WHAT THIS TASK INVOLVES
The required result is each line of the entries below containing the string "pole".

═════ DATA FOR PROCESSING ═════

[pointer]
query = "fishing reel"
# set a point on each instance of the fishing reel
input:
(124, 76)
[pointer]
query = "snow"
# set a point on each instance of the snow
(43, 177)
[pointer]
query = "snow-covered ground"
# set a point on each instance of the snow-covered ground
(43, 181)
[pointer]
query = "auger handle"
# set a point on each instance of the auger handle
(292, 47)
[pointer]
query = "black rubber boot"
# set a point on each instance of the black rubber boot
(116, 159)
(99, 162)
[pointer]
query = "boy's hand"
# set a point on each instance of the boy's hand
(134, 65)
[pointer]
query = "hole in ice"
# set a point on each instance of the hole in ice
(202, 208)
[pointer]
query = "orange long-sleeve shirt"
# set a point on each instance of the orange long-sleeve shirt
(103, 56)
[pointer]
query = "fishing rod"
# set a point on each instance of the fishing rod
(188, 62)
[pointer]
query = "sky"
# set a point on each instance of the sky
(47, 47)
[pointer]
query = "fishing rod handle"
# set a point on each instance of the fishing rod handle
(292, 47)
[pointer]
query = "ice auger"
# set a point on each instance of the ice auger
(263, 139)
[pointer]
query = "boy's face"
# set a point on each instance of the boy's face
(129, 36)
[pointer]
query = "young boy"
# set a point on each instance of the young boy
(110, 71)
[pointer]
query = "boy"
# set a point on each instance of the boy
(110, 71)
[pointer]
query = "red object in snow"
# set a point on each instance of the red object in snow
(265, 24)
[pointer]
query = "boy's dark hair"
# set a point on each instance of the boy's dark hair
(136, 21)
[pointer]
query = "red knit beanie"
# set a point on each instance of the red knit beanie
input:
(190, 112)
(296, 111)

═════
═════ DATA FOR PROCESSING ═════

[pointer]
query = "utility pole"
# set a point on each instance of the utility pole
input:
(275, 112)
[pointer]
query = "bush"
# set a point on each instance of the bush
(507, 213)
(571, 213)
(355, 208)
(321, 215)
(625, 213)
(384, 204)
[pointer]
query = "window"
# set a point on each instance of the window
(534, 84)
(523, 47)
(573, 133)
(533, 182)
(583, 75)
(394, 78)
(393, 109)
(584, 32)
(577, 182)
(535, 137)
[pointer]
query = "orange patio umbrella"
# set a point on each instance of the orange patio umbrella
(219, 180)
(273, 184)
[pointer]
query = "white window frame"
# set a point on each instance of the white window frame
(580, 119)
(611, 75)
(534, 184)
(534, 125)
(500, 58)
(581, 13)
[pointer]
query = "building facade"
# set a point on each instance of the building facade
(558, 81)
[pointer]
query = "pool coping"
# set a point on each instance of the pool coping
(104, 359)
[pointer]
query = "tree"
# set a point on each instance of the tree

═════

ANSWER TO THE PROBLEM
query = "utility pole"
# set a point on each instance of the utility pole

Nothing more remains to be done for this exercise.